EXERCISE OBJECTIVE
What follows is a listing; give it again exactly, in its entirety.

INPUT DATA
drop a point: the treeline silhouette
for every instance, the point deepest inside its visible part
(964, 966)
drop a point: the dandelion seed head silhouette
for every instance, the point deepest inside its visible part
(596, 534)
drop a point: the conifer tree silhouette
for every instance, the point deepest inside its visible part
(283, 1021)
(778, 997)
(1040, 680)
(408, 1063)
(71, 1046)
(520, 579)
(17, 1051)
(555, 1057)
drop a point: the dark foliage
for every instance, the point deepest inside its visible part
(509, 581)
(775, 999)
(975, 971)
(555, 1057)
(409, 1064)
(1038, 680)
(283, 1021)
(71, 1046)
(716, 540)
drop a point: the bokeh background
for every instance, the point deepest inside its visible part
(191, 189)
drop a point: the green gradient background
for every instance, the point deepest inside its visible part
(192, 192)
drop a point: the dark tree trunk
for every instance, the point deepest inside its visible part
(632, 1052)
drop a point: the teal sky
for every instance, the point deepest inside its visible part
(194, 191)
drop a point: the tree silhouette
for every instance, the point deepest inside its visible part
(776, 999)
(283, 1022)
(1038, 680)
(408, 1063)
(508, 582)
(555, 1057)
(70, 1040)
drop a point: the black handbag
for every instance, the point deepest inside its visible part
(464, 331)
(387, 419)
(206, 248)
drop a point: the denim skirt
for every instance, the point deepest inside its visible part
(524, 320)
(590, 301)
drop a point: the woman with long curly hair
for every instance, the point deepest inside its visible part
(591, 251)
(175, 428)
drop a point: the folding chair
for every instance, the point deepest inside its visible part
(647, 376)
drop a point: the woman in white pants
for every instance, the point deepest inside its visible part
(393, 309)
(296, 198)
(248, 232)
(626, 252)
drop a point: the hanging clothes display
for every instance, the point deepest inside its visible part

TASK OUTPUT
drop a point: the treeline silhouette
for every instance, the point deepest inside its visible part
(964, 966)
drop a point: the dandelion seed head silhouette
for every instance, the point deepest inside its visible part
(596, 534)
drop a point: the conifer tree silhouette
for every instance, the point deepest inside its visible part
(283, 1021)
(778, 997)
(1040, 680)
(408, 1063)
(71, 1046)
(520, 579)
(17, 1051)
(555, 1057)
drop a point: the dark foliage
for every instance, the point deepest inside its visible part
(509, 581)
(775, 999)
(975, 971)
(555, 1057)
(409, 1064)
(1038, 680)
(283, 1021)
(71, 1046)
(716, 540)
drop a point: the bokeh background
for every instance, the point deepest inside its visible part
(191, 189)
drop a point: the green gradient background
for every instance, the point deepest inside its visible part
(192, 192)
drop a point: the dark tree trunk
for every instance, the point deepest inside its visible part
(632, 1052)
drop a point: the teal sky
for every instance, the point deepest inside its visible part
(194, 191)
drop a point: the tree silhouette
for every instance, the point deepest inside its visible part
(776, 999)
(283, 1022)
(1038, 680)
(408, 1063)
(508, 582)
(555, 1057)
(70, 1040)
drop a point: the black handbag
for every instance, the point deepest inside its visible part
(464, 331)
(387, 419)
(206, 248)
drop a point: the denim skirt
for every instance, the point deepest inside its visible part
(524, 320)
(590, 301)
drop a point: the woman with long curly hair
for every instance, the point deepest inside its visible part
(591, 251)
(175, 428)
drop a point: the folding chair
for every instance, the point deepest inside its visible part
(647, 376)
drop a point: the woman in white pants
for every instance, the point deepest inside its visible part
(393, 309)
(296, 198)
(248, 232)
(626, 252)
drop a point: the hanging clothes display
for every instance, the point deepest inside its visible part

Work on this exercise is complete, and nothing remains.